L'article 32 de la loi du 9 juillet 1991 est très clair : en matière d'exécution forcée, l'ensemble des frais est à la charge du débiteur. Remis en cause par un décret du 12 décembre 1996, qui prévoit que des droits peuvent être partiellement supportés par le créancier, ce principe a été réaffirmé par une décision du Conseil d'Etat du 5 mai 1999. Reprenant le fondement de la loi du 9 juillet 1991, le Conseil d'Etat renvoie ainsi définitivement les frais d'exécution à la charge du débiteur.
L'article 2 de la proposition de loi qui nous est aujourd'hui soumise heurte la raison puisqu'il ne respecte pas le droit en vigueur.
Je souhaite également formuler des objections liées à des questions de principe, de morale, de justice et de bon sens.
S'agissant de la question de principe, il n'est pas normal que des droits proportionnels de recouvrement et d'encaissement puissent être mis, même partiellement, à la charge du créancier. Pourquoi les créanciers devraient-ils payer pour récupérer leurs biens légitimes ? Un tel raisonnement va à l'encontre des principes élémentaires d'équité et de morale.

+---+

Problèmes à résoudre -
**A)** D'après le texte sur les frais d'exécution forcée, pourquoi l'article 2 de la proposition de loi heurte-t-il la raison ? Répondez en une à trois phrases.
**B)** Prolongez le texte sur les frais d'exécution forcée à partir de sa dernière phrase.

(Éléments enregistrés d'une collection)
+---+

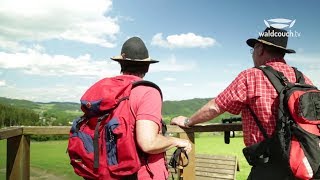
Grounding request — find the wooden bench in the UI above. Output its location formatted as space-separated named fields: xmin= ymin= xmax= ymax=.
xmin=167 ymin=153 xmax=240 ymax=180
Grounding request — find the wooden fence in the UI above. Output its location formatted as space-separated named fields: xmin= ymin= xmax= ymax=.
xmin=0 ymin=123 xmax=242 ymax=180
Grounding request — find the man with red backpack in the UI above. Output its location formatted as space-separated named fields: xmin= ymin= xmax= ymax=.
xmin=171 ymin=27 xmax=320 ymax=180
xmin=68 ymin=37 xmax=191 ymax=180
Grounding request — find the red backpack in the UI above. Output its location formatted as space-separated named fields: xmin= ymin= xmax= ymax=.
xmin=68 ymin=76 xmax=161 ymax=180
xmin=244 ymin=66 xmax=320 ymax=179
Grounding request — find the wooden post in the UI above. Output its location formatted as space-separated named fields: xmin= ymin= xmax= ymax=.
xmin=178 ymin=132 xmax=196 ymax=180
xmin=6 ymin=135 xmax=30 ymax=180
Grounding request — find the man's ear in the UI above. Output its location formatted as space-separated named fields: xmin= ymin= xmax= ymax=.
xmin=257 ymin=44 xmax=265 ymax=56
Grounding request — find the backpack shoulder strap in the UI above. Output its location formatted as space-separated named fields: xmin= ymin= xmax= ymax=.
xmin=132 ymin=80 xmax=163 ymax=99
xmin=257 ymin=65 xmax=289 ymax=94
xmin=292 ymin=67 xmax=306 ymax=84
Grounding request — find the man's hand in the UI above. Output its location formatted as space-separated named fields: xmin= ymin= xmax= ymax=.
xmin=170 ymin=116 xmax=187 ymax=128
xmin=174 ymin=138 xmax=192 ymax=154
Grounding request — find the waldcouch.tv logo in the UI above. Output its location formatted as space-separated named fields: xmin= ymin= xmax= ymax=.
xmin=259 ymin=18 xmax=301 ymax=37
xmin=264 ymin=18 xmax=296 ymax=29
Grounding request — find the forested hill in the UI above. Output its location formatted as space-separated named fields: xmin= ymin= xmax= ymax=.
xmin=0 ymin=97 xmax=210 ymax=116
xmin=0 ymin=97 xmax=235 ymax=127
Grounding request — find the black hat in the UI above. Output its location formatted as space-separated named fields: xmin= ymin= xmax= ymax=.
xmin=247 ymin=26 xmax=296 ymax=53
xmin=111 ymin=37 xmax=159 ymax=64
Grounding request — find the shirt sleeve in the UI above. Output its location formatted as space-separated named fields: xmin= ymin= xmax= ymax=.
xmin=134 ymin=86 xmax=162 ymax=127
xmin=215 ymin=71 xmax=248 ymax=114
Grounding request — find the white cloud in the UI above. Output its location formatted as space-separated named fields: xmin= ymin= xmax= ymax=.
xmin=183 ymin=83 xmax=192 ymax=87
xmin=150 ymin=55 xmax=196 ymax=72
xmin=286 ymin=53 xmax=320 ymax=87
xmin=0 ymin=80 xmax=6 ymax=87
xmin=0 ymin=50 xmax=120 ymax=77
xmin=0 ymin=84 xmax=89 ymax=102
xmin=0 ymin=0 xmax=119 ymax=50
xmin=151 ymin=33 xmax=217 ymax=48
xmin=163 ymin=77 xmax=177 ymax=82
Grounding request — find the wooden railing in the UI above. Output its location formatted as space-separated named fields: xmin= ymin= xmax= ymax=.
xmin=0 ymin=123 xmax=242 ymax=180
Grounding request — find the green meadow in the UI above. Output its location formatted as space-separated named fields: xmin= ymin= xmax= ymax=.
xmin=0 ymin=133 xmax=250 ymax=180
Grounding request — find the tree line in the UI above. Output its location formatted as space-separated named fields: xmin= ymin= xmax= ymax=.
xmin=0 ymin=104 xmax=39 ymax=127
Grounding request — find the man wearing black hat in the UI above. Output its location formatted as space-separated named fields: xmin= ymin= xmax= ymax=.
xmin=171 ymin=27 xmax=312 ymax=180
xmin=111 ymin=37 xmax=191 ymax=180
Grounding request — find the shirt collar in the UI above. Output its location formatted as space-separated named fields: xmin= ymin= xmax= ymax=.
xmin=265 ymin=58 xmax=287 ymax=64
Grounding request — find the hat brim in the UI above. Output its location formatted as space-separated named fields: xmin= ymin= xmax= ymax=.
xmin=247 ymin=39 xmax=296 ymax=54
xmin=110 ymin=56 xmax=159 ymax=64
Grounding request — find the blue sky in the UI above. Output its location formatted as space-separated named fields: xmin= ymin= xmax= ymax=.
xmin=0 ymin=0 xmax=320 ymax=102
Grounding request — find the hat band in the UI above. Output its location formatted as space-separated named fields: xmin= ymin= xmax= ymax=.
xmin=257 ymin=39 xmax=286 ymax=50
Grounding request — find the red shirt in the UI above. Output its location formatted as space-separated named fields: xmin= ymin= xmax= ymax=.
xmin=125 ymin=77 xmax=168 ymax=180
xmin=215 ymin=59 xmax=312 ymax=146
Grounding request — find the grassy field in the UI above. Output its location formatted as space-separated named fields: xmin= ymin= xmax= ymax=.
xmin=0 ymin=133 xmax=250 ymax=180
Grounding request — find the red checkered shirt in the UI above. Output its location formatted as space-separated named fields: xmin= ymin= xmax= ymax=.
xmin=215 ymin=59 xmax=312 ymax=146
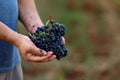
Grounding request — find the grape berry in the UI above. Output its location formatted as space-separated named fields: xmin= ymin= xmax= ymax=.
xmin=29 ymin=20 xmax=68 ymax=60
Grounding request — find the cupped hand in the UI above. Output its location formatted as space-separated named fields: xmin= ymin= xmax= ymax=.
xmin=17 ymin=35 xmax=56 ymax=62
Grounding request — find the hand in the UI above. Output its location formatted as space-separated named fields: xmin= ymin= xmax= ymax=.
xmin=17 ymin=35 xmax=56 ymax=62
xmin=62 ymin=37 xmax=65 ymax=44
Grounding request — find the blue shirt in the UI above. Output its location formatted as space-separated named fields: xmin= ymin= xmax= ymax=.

+---+

Résultats dans l'ordre -
**A)** L'article 2 heurte la raison parce qu'il ne respecte pas le droit en vigueur. Selon l'article 32 de la loi du 9 juillet 1991, l'ensemble des frais d'exécution forcée est à la charge du débiteur. Ce principe a été réaffirmé par le Conseil d'Etat le 5 mai 1999.

**B)**
S'agissant de la question de justice, j'estime essentiel - j'axerai mon propos sur ce point - d'assurer la défense du justiciable. Une décision de justice doit être exécutée sans pénaliser les créanciers, qui, il faut le rappeler, sont souvent très modestes. Si nous votons cette proposition de loi, de nombreux créanciers à peine solvables vont hésiter à financer une procédure d'exécution et risquent de renoncer à faire valoir leur bon droit.
Est-il bon d'entraver ainsi la marche de la justice ? La question est grave. Etes-vous consciente, madame le ministre, du nombre très important de personnes, créanciers modestes, qui se trouvent pénalisées par ce texte ?
Quant à la question de bon sens, je souhaite dénoncer les exonérations, que vous avez annoncées en commission des lois, concernant les personnes morales de droit public, les organismes de droit privé, les litiges prud'-homaux et les créances alimentaires.
Pourquoi la proposition de loi s'attaque-t-elle donc uniquement aux particuliers, sans aucun souci de leur solvabilité ? Dans de nombreux cas de loyers impayés ou de paiements non honorés lors d'une vente, vous savez bien que nombre de créanciers ne disposent pas de moyens financiers importants. Pourquoi faire ainsi deux poids deux mesures ? Cela me paraît injuste.
En ce qui concerne la question de droit, le Gouvernement, par le biais de cette proposition de loi, qui est, avouez-le, un peu un texte « fourre-tout », s'empare d'une décision revêtue de l'autorité du Conseil d'Etat et cherche à la contourner purement et simplement.
Outre la condamnation sur le fond de cette proposition de loi, le procédé, pour le moins tortueux, qui a été suivi par le Gouvernement révèle, dans la forme, un certain mépris pour la représentation nationale.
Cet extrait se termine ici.